Reproduce the data below line for line, leaving every word, number, bracket and space unchanged.
--- START Given data ---
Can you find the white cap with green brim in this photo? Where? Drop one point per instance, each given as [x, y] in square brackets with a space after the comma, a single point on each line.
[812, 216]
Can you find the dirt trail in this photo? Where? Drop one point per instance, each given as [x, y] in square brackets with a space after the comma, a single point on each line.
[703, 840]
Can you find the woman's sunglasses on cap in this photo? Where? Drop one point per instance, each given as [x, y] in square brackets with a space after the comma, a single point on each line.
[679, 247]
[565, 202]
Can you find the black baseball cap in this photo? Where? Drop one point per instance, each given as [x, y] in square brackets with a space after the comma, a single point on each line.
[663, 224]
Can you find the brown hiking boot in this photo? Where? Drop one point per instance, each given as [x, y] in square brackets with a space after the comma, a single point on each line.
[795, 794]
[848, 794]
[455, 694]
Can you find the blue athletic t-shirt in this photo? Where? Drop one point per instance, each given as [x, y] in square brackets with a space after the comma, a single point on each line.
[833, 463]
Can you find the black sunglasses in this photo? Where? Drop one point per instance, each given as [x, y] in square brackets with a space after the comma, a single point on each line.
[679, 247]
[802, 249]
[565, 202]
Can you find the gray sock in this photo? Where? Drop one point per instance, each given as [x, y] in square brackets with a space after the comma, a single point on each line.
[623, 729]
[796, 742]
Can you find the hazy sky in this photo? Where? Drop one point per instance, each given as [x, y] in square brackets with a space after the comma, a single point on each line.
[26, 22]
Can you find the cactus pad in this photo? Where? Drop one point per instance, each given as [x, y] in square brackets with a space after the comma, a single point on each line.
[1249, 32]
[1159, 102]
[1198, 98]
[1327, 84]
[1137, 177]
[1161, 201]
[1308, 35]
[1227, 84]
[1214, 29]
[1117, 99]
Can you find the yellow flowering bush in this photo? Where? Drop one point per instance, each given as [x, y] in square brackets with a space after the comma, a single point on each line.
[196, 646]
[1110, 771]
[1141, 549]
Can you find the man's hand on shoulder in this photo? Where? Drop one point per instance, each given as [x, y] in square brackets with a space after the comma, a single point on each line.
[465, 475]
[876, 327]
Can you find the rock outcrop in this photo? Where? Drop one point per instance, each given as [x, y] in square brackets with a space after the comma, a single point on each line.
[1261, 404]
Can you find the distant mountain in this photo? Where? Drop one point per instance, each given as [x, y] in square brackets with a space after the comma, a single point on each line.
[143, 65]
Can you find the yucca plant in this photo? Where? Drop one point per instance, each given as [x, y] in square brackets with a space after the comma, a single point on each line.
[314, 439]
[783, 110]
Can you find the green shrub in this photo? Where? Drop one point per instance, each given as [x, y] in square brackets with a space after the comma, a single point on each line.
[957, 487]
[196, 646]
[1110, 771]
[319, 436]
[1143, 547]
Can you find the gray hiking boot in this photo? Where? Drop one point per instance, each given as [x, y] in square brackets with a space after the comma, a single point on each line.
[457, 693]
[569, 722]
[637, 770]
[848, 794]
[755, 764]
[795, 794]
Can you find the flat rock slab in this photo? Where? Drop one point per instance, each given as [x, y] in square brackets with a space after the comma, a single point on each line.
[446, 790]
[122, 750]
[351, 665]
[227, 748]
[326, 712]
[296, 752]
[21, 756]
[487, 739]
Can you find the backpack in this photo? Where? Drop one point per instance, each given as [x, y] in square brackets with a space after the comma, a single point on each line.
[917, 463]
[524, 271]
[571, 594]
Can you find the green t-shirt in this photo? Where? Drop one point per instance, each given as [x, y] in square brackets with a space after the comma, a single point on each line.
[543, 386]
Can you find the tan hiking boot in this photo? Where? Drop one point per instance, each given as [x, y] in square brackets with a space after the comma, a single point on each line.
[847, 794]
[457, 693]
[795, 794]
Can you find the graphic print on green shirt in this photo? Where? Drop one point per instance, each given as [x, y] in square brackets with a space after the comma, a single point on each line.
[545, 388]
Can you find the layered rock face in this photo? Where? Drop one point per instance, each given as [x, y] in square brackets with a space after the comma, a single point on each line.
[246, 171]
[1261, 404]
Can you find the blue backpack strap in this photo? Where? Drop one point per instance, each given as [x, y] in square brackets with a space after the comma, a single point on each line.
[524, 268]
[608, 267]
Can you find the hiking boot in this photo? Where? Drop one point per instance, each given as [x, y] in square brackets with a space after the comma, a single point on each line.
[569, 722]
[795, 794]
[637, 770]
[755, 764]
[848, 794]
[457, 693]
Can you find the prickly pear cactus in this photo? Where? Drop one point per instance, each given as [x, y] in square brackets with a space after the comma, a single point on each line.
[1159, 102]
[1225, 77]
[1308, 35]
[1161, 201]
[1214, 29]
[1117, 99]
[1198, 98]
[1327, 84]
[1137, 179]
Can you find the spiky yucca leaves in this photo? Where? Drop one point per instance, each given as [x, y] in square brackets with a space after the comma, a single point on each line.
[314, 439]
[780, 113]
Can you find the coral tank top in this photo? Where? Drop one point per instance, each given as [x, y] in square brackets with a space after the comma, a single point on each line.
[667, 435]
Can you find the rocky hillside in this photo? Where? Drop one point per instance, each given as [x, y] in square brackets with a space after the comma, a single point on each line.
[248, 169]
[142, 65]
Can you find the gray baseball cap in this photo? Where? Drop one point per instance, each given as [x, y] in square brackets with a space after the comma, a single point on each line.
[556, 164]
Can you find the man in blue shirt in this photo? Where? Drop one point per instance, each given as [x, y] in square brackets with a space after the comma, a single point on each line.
--- END Given data ---
== Task response ==
Can you find the white cap with green brim in this photo? Where? Drop one point per instance, each given as [x, y] in square brackets with a space after the comma, a single point on each line.
[812, 216]
Can you find the dirt trail in this photo? Where? Drop one point per instance, each given as [x, y] in square brackets with a space after the comma, a single point on each line.
[703, 840]
Can you find the woman's sunglasses on cap in this photo? Where? Drop one point per instance, each given as [x, y] in square brackets with a space after the comma, a single point on each line.
[679, 247]
[565, 202]
Can you find the black baseball cap in this photo? Where? Drop one point per instance, each given as [x, y] in square brackets with a space after the comma, a single point on each line.
[663, 224]
Can you find the brown hiking boot in this photo? Where? Drop one point per instance, each given as [x, y] in square brackets with a space after the comma, a single point on each line.
[795, 794]
[848, 794]
[455, 694]
Can you find the blue athletic t-shirt in this photo? Where? Drop one point per instance, each given as [x, y] in square brackets with a space after the comma, a single point on each line.
[833, 463]
Can you find the black sunglasses in this photo? Where? Drop one point per instance, each given as [x, y] in square brackets with a space after the comma, a single point on each line.
[679, 247]
[802, 249]
[565, 202]
Can you find the gray sock in this photo? Where? Drop one point per instance, each given as [x, y] in square brackets with a space after the comma, a single point on each line.
[623, 729]
[796, 742]
Can you find the hazy sky in this photo? Where? Drop one point per instance, each given as [x, y] in square brackets with a space after the comma, a single point on each line.
[26, 22]
Can you find the cactus pad in this photo? Where? Drop one point per instance, each given as [x, y] in square brackets with a space after the comma, a single point on each line.
[1249, 32]
[1159, 102]
[1198, 98]
[1327, 84]
[1137, 177]
[1161, 201]
[1308, 35]
[1227, 84]
[1214, 29]
[1117, 99]
Can you find the yellow flowering bush in this photo? Where? Drop one point per instance, each given as [x, y] in square brackets with a space after the comma, a single point on each line.
[196, 646]
[1110, 771]
[1141, 549]
Can you find the man's hand on shoulder in this photo? Where? Drop one point per instance, each given as [x, y] in square brackets with a space after the comma, a single point on each line.
[465, 475]
[876, 327]
Can you find the rock outcrop in this photo? Where? Drop one point per instance, each given as [x, y] in square brackets with a space after the comma, a single point on each line.
[1261, 404]
Can you find the distant mountain in this photo? Where? Drop one point per instance, each given as [x, y] in square brackets with a space after the comma, a single point on each line.
[143, 65]
Can you find the yucca plant in this photo? Where? Drop one point per instance, each given as [x, y] in square brackets with a space after the comma, a single point on each line.
[314, 439]
[783, 110]
Can you find the green shrub in this photo? Where? Drop one point per instance, each given as [x, y] in square brackets with a space after the comma, a single point on each line.
[957, 487]
[196, 646]
[1110, 771]
[319, 436]
[1143, 547]
Can you find the gray hiking boot in this photo? Where? Drop one point per instance, each given as [x, y] in square brackets with a space after the comma, a single point on each line.
[457, 693]
[569, 722]
[637, 770]
[848, 794]
[755, 764]
[795, 794]
Can you find the flat rock slab in this photo? Where? Drop one point per instance, each given as [x, y] in square brackets with a space after the comma, a single point on each line.
[446, 790]
[122, 750]
[351, 665]
[227, 748]
[326, 712]
[296, 752]
[21, 756]
[487, 739]
Can you find the backpack in this photo? Where? Drop one point per instance, each given as [x, y] in square brackets with a space after the comma, a single point on each line.
[917, 463]
[524, 271]
[571, 594]
Can you find the green t-shirt in this photo? Where? Drop one point per instance, each given as [x, y] in square brackets with a space after the comma, a single point on each line.
[543, 386]
Can you find the tan hiking boot in this photo? Where? Drop one point per instance, each given as [x, y] in square brackets with a space after the comma, a single point on each line.
[847, 794]
[457, 693]
[795, 794]
Can you find the graphic print on green shirt in this photo? Where? Drop one point per instance, each given as [x, y] in square brackets with a space after the comma, a single point on each line.
[545, 388]
Can you find the layered rock face in this photo? Where? Drop one point per instance, each given as [x, y] in square brackets with a space after the comma, a single point on each line.
[246, 171]
[1261, 404]
Can you find the blue backpack strap in this photo? Where? Drop one point per instance, each given as [x, y] in square brackets with a space after the comma, a single point on each line.
[524, 268]
[608, 267]
Can you find the hiking boot in this photo? Where? Drop one point per instance, each given as [x, y] in square brackets with a space after the comma, a single point on each line.
[569, 722]
[795, 794]
[637, 770]
[755, 764]
[848, 794]
[457, 693]
Can you find the prickly pear cactus in this photo? Where? Drop one point per instance, each given as [x, y] in square brackets with a space after the comma, a single point on each line.
[1159, 102]
[1225, 77]
[1308, 35]
[1161, 201]
[1214, 29]
[1117, 99]
[1198, 98]
[1327, 84]
[1137, 179]
Can you find the spiky yucca leaves in this photo? Where? Drop one point per instance, each given as [x, y] in square brackets with a space after the comma, a single point on each line.
[314, 439]
[780, 113]
Can you find the coral tank top in this photo? Where? Drop one point per instance, each given as [x, y] in square brackets with a space after the comma, a single point on each line.
[667, 435]
Can you find the rocky hillside in this photo? Where? Drop one point per instance, each given as [x, y] in square brackets with a space after the comma, a single point on each line.
[248, 169]
[142, 65]
Can you find the gray baseball cap in this photo? Where? Drop one point per instance, each given as [x, y] in square brackets with a space after the comma, a single point on each line.
[556, 164]
Can you find the man in blue shirt in this photo? Where? Drop one point per instance, each given as [x, y] in square brackets with a space after the comma, a single point on each line.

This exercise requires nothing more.